▶ Selected extract:

————

Given that the Court of Justice has no jurisdiction
under Title V, how will lawfulness of a Council decision adopted
under Article 24 (25a) be verified?
On ECJ jurisdiction, the exclusion of ECJ jurisdiction
over CFSP measures is a long-standing, existing arrangement. All
Member States are clear that they must comply with their legal
obligations in this areajust as they must comply with obligations
arising under all international agreements.
REFERENCES
ARTICLE 15a
1. Everyone has the right to the protection
of personal data concerning them.
2. The European Parliament and the Council,
acting in accordance with the ordinary legislative procedure,
shall lay down the rules relating to the protection of individuals
with regard to the processing of personal data by Union institutions,
bodies, offices and agencies, and by the Member States when carrying
out activities which fall within the scope of Union law, and the
rules relating to the free movement of such data. Compliance with
these rules shall be subject to the control of independent authorities.
The rules adopted on the basis of this Article
shall be without prejudice to the specific rules laid down in
Article 25a of the Treaty on European Union.
Declaration 20. Declaration on Article 16
B of the Treaty on the Functioning of the European Union
The Conference declares that, whenever rules
on protection of personal data to be adopted on the basis of Article
16 B could have direct implications for national security, due
account will have to be taken of the specific characteristics
of the matter. It recalls that the legislation presently applicable
(see in particular Directive 95/46/EC) includes specific derogations
in this regard.
CIVIL PROTECTION
AND THE
NEW SOLIDARITY
CLAUSE
What precisely does the Solidarity Clause amount
to in practical terms?
The Solidarity Clause establishes a duty for
Member States to co-operate with each other and with the European
Union in managing disasters and terrorist attacks. European Councils
have already agreed from time to time packages of measures to
respond to terrorist attacks and natural or man-made disasters.
The Solidarity Clause reflects this concern of Member States to
offer each other and the Union support in dealing with major disasters
on their territory, including terrorist attacks. Any support provided
to assist an affected Member State in the event of a disaster
or terrorist attack would only be in response to a specific request
by the Member State.

————

▶ Lines of data:

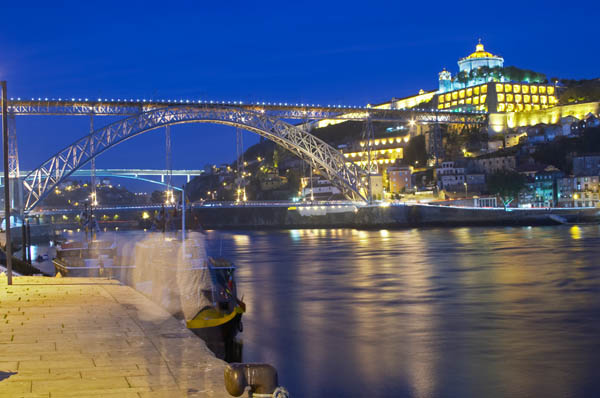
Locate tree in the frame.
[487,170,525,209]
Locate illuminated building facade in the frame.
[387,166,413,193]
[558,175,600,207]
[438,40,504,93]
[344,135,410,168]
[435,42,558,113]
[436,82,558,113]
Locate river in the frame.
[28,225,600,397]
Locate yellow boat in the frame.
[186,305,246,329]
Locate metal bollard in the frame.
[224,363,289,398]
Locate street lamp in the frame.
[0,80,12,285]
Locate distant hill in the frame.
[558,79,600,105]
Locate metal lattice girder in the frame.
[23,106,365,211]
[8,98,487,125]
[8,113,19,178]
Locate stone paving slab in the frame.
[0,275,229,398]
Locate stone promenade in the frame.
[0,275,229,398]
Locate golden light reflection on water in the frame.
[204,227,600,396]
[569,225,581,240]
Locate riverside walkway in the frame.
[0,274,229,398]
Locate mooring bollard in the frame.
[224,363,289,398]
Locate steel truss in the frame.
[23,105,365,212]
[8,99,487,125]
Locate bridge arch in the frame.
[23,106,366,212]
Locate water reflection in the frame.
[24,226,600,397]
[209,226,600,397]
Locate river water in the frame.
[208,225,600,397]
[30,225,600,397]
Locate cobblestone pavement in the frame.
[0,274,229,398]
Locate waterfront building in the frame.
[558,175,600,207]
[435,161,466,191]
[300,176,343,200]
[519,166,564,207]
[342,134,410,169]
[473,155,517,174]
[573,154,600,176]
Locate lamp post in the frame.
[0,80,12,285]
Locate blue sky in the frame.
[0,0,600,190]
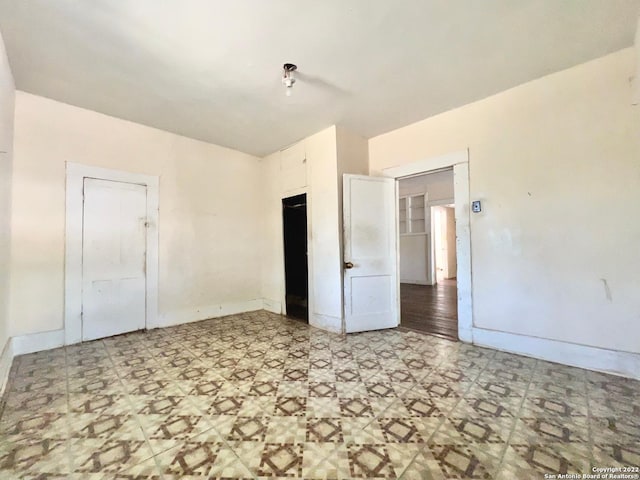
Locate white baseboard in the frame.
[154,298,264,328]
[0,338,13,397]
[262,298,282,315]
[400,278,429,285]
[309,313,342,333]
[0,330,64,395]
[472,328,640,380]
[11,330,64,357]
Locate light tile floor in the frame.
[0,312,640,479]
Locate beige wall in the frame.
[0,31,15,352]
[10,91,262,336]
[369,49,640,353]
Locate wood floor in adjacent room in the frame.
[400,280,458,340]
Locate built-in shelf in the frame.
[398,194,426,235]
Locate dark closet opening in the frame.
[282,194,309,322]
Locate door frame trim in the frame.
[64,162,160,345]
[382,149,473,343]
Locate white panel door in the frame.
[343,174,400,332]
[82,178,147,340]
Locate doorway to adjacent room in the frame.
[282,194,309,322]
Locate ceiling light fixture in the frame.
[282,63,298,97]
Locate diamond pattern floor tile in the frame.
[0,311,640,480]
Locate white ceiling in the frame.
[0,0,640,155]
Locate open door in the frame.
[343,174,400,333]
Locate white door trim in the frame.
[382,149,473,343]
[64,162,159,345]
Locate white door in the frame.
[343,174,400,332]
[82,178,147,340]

————

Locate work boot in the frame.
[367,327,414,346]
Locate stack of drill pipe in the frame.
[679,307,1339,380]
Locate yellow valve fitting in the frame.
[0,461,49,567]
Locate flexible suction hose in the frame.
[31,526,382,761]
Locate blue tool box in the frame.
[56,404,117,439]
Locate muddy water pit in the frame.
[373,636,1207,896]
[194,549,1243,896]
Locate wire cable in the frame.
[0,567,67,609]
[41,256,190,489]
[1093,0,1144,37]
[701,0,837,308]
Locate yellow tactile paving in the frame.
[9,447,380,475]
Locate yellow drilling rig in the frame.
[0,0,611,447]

————

▶ Your tasks:
1. Rewrite the stretch of the treaty extract from "2. The European" through "on European Union.", putting "supervisory authorities" in place of "independent authorities".
2. Copy the stretch of the listing from the line that contains "Locate muddy water pit in the frame." through the line that contains "[0,0,611,447]", character for character.
The treaty extract and the listing are separate material.

▶ Task-by-task results:
1.
2. The European Parliament and the Council,
acting in accordance with the ordinary legislative procedure,
shall lay down the rules relating to the protection of individuals
with regard to the processing of personal data by Union institutions,
bodies, offices and agencies, and by the Member States when carrying
out activities which fall within the scope of Union law, and the
rules relating to the free movement of such data. Compliance with
these rules shall be subject to the control of supervisory authorities.
The rules adopted on the basis of this Article
shall be without prejudice to the specific rules laid down in
Article 25a of the Treaty on European Union.

2.
Locate muddy water pit in the frame.
[373,636,1207,896]
[194,549,1243,896]
Locate wire cable in the frame.
[0,567,67,609]
[41,256,190,489]
[1093,0,1144,37]
[701,0,837,308]
Locate yellow tactile paving in the frame.
[9,447,380,475]
Locate yellow drilling rig in the frame.
[0,0,611,447]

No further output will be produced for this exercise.